TASK GOAL:
Write out exactly the lines from the one that contains "One keypoint belongs to every instance. Tag the sofa cushion" down to the last line of the material below, keeping both ends and omitting pictures.

:: GIVEN INFORMATION

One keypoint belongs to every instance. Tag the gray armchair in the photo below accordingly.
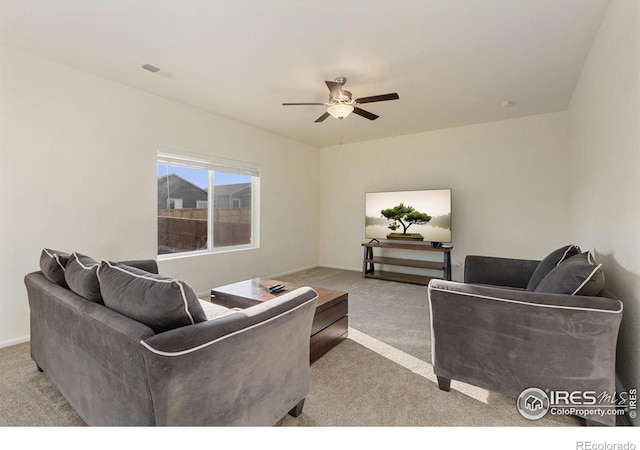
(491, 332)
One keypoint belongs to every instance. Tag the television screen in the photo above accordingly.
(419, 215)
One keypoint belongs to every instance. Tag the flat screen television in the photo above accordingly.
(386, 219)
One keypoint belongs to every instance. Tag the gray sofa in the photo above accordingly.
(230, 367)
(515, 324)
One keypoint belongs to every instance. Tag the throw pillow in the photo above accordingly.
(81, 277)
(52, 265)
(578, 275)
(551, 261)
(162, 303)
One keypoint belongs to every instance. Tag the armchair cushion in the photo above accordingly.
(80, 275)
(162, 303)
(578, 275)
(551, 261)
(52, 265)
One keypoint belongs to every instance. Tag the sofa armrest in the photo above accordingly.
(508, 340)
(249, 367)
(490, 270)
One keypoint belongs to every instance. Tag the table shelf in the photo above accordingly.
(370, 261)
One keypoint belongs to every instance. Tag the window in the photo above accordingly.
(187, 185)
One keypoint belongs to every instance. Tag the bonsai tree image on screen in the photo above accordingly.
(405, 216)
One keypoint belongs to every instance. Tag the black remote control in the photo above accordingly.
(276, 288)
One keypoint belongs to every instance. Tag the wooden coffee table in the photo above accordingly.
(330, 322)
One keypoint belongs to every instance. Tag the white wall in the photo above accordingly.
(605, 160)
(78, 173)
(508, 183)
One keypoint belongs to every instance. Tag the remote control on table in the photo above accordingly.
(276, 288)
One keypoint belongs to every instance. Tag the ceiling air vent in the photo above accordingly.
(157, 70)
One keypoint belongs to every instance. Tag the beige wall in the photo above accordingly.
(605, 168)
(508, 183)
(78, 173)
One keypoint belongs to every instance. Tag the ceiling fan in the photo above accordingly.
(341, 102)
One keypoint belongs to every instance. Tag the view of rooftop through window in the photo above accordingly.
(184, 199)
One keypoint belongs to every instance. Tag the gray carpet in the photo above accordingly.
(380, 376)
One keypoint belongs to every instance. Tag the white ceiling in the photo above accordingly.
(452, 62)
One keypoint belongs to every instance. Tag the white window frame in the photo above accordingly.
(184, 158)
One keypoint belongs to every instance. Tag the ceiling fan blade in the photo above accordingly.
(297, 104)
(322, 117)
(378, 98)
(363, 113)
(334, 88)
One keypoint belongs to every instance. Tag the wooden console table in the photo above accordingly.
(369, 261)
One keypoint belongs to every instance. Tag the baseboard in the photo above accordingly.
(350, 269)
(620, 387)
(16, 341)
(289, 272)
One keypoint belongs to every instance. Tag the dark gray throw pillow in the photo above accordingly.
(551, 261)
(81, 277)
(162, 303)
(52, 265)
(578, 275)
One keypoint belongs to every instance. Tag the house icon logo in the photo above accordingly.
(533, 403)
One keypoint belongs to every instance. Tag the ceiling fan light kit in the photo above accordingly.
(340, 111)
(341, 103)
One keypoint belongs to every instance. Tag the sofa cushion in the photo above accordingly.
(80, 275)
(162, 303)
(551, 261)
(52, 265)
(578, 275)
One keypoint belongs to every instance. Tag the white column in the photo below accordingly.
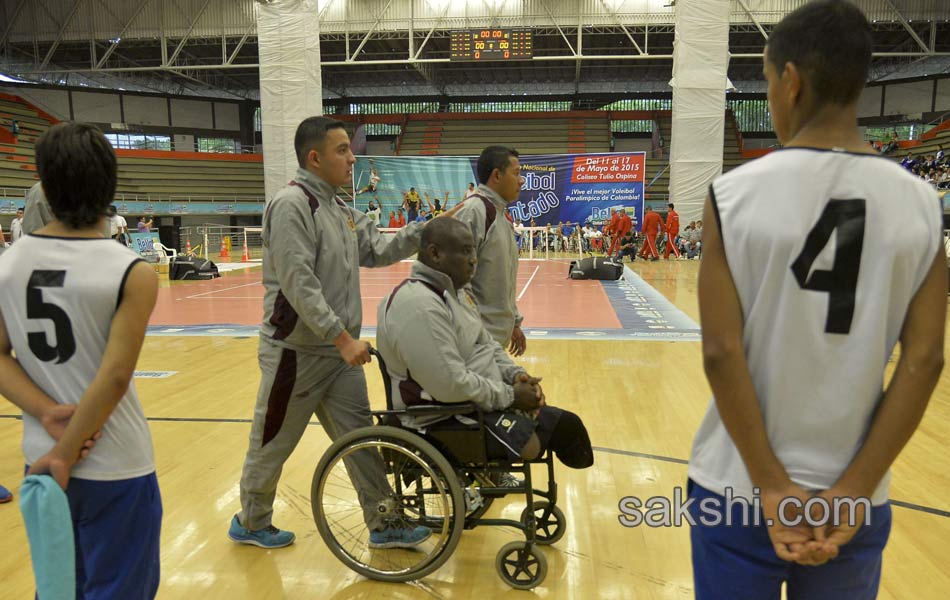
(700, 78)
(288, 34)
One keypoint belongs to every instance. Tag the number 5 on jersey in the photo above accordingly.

::::

YOUR SOLUTION:
One keypoint belongs to every instance. Tag the sofa cushion in the photo above accordingly.
(80, 275)
(162, 303)
(551, 261)
(52, 265)
(578, 275)
One keypoint belongs to every instance. Tag the white column in the photo below accordingly.
(700, 78)
(288, 34)
One keypoint belongs to every instance. Tag the number 5 on jersey in the photo above accordingly.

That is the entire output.